■ SELECTED EXTRACT ■
Melissa Joan Hart: Witchy Woman
Unlike Frances Farmer's mother, Hart's is a well-liked, relatively low-key presence around Hollywood. "We couldn't be closer now," Hart says, "though there were four crucial years when mom and I weren't really very close. When I was 14 and in Florida doing Clarissa Explains It All, she was going through a divorce with my father after 25 years of marriage. My brother and one of my sisters were in New York with my dad, and my mother was with my other sister, who was doing Meet Me in St. Louis on a cruise ship. Mom moved us to a little townhouse in Manhattan, a city I hated at the time, and I blamed her. She'd go out dancing every night and I had to take care of the kids. There were some tough things I had to deal with, with my mother going through an early midlife crisis. I resented her for the responsibility I had to take. Still, I trusted her and loved her unconditionally." Hart says she's also remained close to her father, who, like her mother, has subsequently remarried.

■ DATA ROWS ■
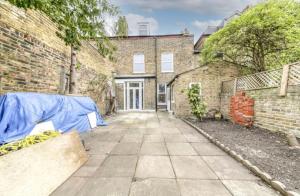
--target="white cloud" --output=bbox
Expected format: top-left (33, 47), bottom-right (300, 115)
top-left (192, 20), bottom-right (221, 33)
top-left (113, 0), bottom-right (261, 16)
top-left (125, 13), bottom-right (159, 35)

■ STATED GOAL 1 ■
Condense the paragraph of the Melissa Joan Hart profile that begins "Unlike Frances Farmer's mother" into a bulleted list of its main facts.
■ STATED GOAL 2 ■
Answer these questions from the Melissa Joan Hart profile:
(a) What was Hart doing in Florida at age 14?
(b) What production was one of her sisters doing on a cruise ship?
(c) What did Hart's mother do every night after moving the family to Manhattan?
■ STATED GOAL 3 ■
Continue the Melissa Joan Hart profile with a further paragraph that follows on from its final sentence.

■ FINAL RESULT 1 ■
- Hart's mother is well liked and fairly low-key in Hollywood, unlike Frances Farmer's mother.
- Hart says she and her mother could not be closer now, though they were distant for four crucial years.
- At 14, Hart was in Florida doing Clarissa Explains It All while her parents divorced after 25 years of marriage.
- Her brother and one sister were with their father in New York. Her mother was with another sister, who was performing Meet Me in St. Louis on a cruise ship.
- Her mother moved the family to a Manhattan townhouse. Hart hated the city then and blamed her mother.
- Her mother went dancing every night, leaving Hart to care for the children, which Hart resented, though she still trusted and loved her unconditionally.
- Hart has also stayed close to her father, and both parents have since remarried.

■ FINAL RESULT 2 ■
(a) She was doing Clarissa Explains It All.
(b) She was doing Meet Me in St. Louis.
(c) She went out dancing.

■ FINAL RESULT 3 ■
So if Hart gets along fine with her mom, what about Frances Farmer does she relate to? "You know the moment when the hair-and-makeup woman is brushing Frances's hair and Frances just turns around and belts her?" she asks, with a crooked grin. "Do you want to know how many times I've felt like that? Not to my hairdresser, whom I adore and who will be godmother to my firstborn, but to other people on sets. Most of the time when you're making movies and doing TV, you just feel used." Hart flashes a devilish smile and continues, "I love the part in the film when Frances goes back to her home town and says to a woman who presents her with an award, 'Aren't you the same woman who told me I was going straight to hell?' One time when I went back home I went out to a bar with my dad and I saw some people who'd never been nice to me, and now were acting that way. After a drink or two, when I had a little more courage, I went over and said, 'Don't you remember saying this and that to me? And now you're pretending you're my best friend?' It was a little Frances moment."
Speaking of Frances moments, Hart's longtime friend Calista Flockhart, whom she met a decade ago when they acted together at the Circle Repertory Lab Company, appears to be living out a few of her own. "She's getting torn apart for her body," Hart comments. "I can show you pictures of her when she was my age and she was skinny-skinny then. The best thing I can think of, saying it in a nice way, is that she's neurotic. Her mind works really fast. I really value her friendship--she was like a sister to me--especially because it's harder to make friends with girls than with guys. Girls can be so catty and back-stabbing."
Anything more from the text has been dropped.